Put every one of the lines below into a JSON list of strings, one string per line and no entries for blank lines. Leave the pictures out of your answer.

#### INFORMATION SHOWN:
----

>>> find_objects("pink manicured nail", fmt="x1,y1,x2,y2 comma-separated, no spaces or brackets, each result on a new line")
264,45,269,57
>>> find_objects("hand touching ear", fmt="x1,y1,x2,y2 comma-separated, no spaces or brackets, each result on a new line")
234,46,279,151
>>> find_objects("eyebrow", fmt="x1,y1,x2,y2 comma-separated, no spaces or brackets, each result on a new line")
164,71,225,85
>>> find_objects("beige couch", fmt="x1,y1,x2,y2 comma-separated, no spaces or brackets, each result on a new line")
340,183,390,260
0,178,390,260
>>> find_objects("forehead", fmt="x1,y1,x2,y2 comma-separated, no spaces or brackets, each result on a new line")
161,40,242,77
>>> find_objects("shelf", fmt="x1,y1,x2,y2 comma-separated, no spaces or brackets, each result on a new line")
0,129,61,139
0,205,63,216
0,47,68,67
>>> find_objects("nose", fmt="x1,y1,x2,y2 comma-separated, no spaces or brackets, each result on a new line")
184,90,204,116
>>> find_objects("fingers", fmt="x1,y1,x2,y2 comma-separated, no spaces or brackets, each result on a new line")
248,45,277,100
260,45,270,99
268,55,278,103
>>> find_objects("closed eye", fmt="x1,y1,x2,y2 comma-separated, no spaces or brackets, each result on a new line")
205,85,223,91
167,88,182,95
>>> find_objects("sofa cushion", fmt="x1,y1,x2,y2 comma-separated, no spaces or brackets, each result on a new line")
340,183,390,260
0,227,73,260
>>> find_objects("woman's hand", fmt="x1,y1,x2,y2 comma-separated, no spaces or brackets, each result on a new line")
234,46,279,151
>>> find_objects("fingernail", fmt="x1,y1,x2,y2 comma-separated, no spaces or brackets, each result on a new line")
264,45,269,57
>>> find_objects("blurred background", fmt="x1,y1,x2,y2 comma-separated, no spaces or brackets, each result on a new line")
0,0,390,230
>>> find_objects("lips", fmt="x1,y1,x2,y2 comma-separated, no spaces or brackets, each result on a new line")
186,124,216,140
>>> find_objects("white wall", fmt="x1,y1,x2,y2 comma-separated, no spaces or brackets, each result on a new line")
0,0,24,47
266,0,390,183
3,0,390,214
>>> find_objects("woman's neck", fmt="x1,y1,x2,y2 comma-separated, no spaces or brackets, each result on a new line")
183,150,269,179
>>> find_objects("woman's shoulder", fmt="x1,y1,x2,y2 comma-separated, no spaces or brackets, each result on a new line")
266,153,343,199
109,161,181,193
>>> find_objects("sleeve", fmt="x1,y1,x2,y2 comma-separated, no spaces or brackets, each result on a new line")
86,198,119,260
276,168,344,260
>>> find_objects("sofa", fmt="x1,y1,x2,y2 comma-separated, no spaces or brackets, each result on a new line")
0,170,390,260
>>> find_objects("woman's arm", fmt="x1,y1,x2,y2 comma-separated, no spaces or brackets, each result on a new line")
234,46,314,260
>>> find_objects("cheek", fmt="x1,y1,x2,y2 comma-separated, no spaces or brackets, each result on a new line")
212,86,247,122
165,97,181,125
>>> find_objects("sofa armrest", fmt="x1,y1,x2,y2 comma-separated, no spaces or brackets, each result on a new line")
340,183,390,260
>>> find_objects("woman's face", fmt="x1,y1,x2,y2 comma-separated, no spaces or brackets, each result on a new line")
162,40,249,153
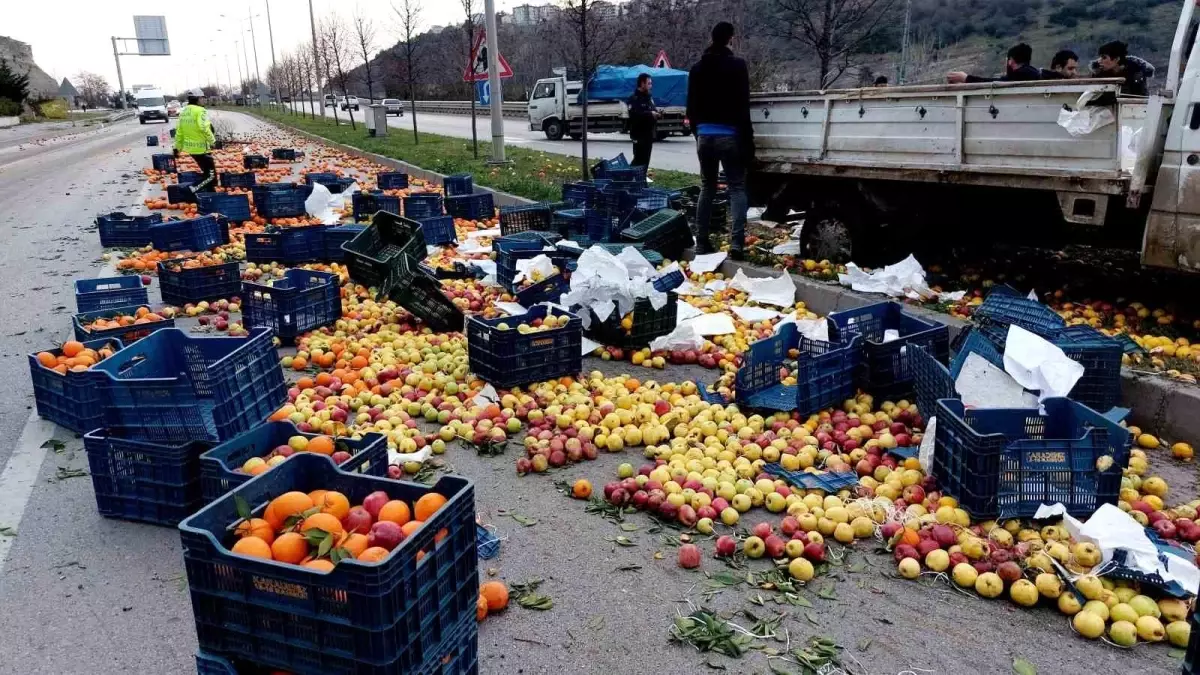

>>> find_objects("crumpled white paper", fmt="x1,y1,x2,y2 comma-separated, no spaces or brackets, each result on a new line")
560,246,667,328
1004,325,1084,401
688,251,727,274
1033,503,1200,595
730,269,796,307
512,255,558,283
838,255,966,303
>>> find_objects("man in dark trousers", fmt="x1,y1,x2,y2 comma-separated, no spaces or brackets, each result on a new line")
946,42,1042,84
688,22,754,261
629,73,662,167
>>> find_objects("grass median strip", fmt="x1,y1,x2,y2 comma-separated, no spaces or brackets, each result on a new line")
236,108,700,202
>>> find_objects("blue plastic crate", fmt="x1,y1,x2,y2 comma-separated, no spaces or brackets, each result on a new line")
350,191,400,222
92,328,287,442
150,153,175,173
241,269,342,341
419,216,458,246
245,225,331,264
83,429,212,527
179,454,479,675
150,215,229,252
500,204,553,235
76,274,150,312
934,399,1132,519
251,183,312,219
1052,325,1124,411
762,464,858,487
376,171,408,190
200,422,388,503
404,192,442,220
827,303,950,400
158,257,241,305
29,339,122,434
71,305,175,346
218,171,257,187
445,192,496,220
467,305,583,389
442,173,475,197
324,225,367,263
96,211,162,249
196,192,250,222
342,213,426,298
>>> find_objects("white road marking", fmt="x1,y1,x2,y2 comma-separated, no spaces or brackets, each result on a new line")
0,159,151,575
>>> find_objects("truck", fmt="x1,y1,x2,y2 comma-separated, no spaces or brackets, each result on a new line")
748,1,1200,273
529,66,691,141
133,85,170,124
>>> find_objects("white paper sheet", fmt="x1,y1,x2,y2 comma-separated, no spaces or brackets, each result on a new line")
1004,325,1084,401
688,251,728,274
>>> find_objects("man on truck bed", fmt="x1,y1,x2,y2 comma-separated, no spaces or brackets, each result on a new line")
688,22,754,261
629,72,662,168
1092,41,1154,96
946,42,1042,84
175,89,217,192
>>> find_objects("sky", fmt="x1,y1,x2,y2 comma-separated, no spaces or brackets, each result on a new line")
7,0,546,92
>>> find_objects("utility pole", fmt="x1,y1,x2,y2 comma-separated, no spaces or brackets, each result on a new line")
266,0,283,108
484,0,505,163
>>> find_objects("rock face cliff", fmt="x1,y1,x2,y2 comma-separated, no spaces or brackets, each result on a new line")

----

#### SOLUTION:
[
  ">>> find_objects(\"pink manicured nail\", fmt=\"x1,y1,x2,y2 comma-separated, no spaces or brackets, each result on a new line\")",
  "264,45,269,57",
  ">>> find_objects(\"hand touching ear\", fmt=\"x1,y1,x2,y2 comma-separated, no spaces or brackets, each result on a new line\")",
  "234,46,279,151",
  ">>> find_objects(\"eyebrow\", fmt=\"x1,y1,x2,y2 comma-separated, no spaces or brackets, each result on a new line\")",
  "164,71,225,85",
  ">>> find_objects(\"beige couch\", fmt=\"x1,y1,x2,y2 comma-separated, no spaces or brackets, each result on a new line\")",
  "340,183,390,260",
  "0,178,390,260",
  ">>> find_objects(\"forehead\", fmt=\"x1,y1,x2,y2 comma-separated, no spaces or brackets, each result on a new line\")",
  "161,40,242,77",
  ">>> find_objects(\"shelf\", fmt=\"x1,y1,x2,y2 comma-separated, no spaces or brackets, each result on a new line\")",
  "0,129,61,139",
  "0,205,63,216",
  "0,47,68,67",
  ">>> find_objects(\"nose\", fmt=\"x1,y1,x2,y2 comma-separated, no spaces or brackets, each result on a new line\")",
  "184,90,204,116",
  ">>> find_objects(\"fingers\", fmt=\"x1,y1,x2,y2 comma-separated, no spaces or brackets, each result on a new line\")",
  "248,45,277,100",
  "260,45,270,99",
  "268,55,278,103",
  ">>> find_objects(\"closed eye\", fmt=\"x1,y1,x2,y2 comma-separated, no spaces or brackets, each result on a new line\")",
  "205,85,223,91",
  "167,88,182,95",
  ">>> find_objects(\"sofa cushion\", fmt=\"x1,y1,x2,y2 comma-separated, no spaces or brackets, each result on a new line\")",
  "340,183,390,260",
  "0,227,73,260",
  ">>> find_objects(\"woman's hand\", fmt=\"x1,y1,x2,y2 comma-separated, no spaces or brackets, each result on a new line\")",
  "234,46,279,151",
  ">>> find_objects(\"fingernail\", fmt=\"x1,y1,x2,y2 comma-separated, no spaces or brackets, each result on a new line\")",
  "264,45,269,57",
  ">>> find_objects(\"blurred background\", fmt=\"x1,y1,x2,y2 comma-separated, no spaces or brackets, each result on a new line\")",
  "0,0,390,230",
  ">>> find_objects(\"lips\", fmt=\"x1,y1,x2,y2 comma-separated, no spaces or brackets, each result on a new line\")",
  "186,124,216,140",
  ">>> find_objects(\"white wall\", fmt=\"x1,y1,x2,y2 comma-separated, no spaces or brackets, each result on a new line\")",
  "0,0,24,47",
  "266,0,390,183",
  "3,0,390,214",
  ">>> find_objects(\"woman's neck\", fmt=\"x1,y1,x2,y2 comma-separated, no spaces or brackets, each result on a new line\")",
  "183,150,269,179",
  ">>> find_objects(\"woman's shoulder\", fmt=\"x1,y1,x2,y2 comma-separated, no spaces or brackets, each result on a new line\")",
  "266,153,343,199",
  "109,161,181,193",
  ">>> find_objects(\"sleeve\", fmt=\"x1,y1,x2,y2 comma-separated, no spaces or brackets, each result on a new line\")",
  "86,198,119,260",
  "276,168,344,260",
  ">>> find_objects(\"sofa\", fmt=\"x1,y1,x2,y2 comma-separated, no spaces or brackets, each result on a new line\")",
  "0,170,390,260",
  ">>> find_objects(\"woman's arm\", fmt=\"x1,y1,x2,y2 comma-separated, no spaces or brackets, each result on a new line\")",
  "234,46,314,260",
  ">>> find_objects(\"cheek\", fmt=\"x1,y1,x2,y2 comma-separated, no spaces or brackets, each result on a new line\")",
  "212,86,247,122",
  "165,97,181,125",
  ">>> find_objects(\"sofa armrest\", fmt=\"x1,y1,x2,y2 comma-separated, no spaces or brackets, each result on a new line\")",
  "340,183,390,260",
  ">>> find_objects(\"woman's face\", fmt=\"x1,y1,x2,y2 comma-separated, no spaces or brackets, each result on a new line\")",
  "162,40,249,153",
  ">>> find_objects(\"crumpled white paper\", fmt=\"x1,y1,x2,y2 comma-separated, no spaces or brackets, each result on a new line\")",
  "560,246,667,328",
  "1004,325,1084,401",
  "688,251,727,274",
  "1033,503,1200,595",
  "730,269,796,307",
  "512,255,558,283",
  "838,255,966,303",
  ">>> find_objects(\"man in dark trousers\", fmt=\"x1,y1,x2,y2 comma-separated, no spaces or brackets, each result on a new line\")",
  "946,42,1042,84",
  "688,22,754,261",
  "629,73,662,167",
  ">>> find_objects(\"grass median strip\", fmt=\"x1,y1,x2,y2 comma-separated, no spaces or brackets, each result on a new line\")",
  "236,108,700,202",
  ">>> find_objects(\"blue plastic crate\", fmt=\"x1,y1,x2,y2 comma-separated, no spaces or brackets, each result on a new line\")",
  "350,191,400,222",
  "92,328,287,442",
  "150,153,175,173",
  "241,269,342,341",
  "419,216,458,246",
  "245,225,331,264",
  "83,429,212,527",
  "179,454,479,675",
  "150,215,229,252",
  "500,204,553,235",
  "76,274,150,312",
  "934,399,1132,519",
  "251,183,312,219",
  "1052,325,1124,411",
  "762,464,858,487",
  "376,171,408,190",
  "200,422,388,503",
  "404,192,442,220",
  "827,303,950,400",
  "158,257,241,305",
  "29,339,122,434",
  "71,305,175,346",
  "218,171,257,187",
  "445,192,496,220",
  "467,305,583,389",
  "442,173,475,197",
  "324,225,367,263",
  "96,211,162,249",
  "196,192,250,222",
  "342,213,426,298",
  ">>> find_objects(\"white road marking\", fmt=\"x1,y1,x2,y2 comma-separated, no spaces or brackets, each result on a new line\")",
  "0,159,151,575",
  ">>> find_objects(\"truck\", fmt=\"x1,y1,x2,y2 comma-separated, no spaces or brackets, each result on a new line\")",
  "748,1,1200,273",
  "529,66,691,141",
  "133,85,170,124",
  ">>> find_objects(\"white paper sheet\", fmt=\"x1,y1,x2,y2 comma-separated, no spaces or brackets, each result on a new line\")",
  "1004,325,1084,401",
  "688,251,728,274",
  ">>> find_objects(\"man on truck bed\", fmt=\"x1,y1,x2,y2 comma-separated, no spaces or brackets, each result on a new line\")",
  "688,22,754,261",
  "629,72,662,168",
  "1092,41,1154,96",
  "946,42,1042,84",
  "175,89,217,192",
  ">>> find_objects(\"sky\", fmt=\"x1,y1,x2,y2 comma-separated, no spaces or brackets, each result on a new line\")",
  "7,0,546,92",
  ">>> find_objects(\"utility pole\", fmt=\"x1,y1,x2,y2 comma-separated, no spaces or brackets, each result on a new line\")",
  "266,0,283,108",
  "484,0,505,163",
  ">>> find_objects(\"rock face cliff\", fmt=\"x1,y1,x2,y2 comma-separated, no spaces or brackets, each result on a new line\")"
]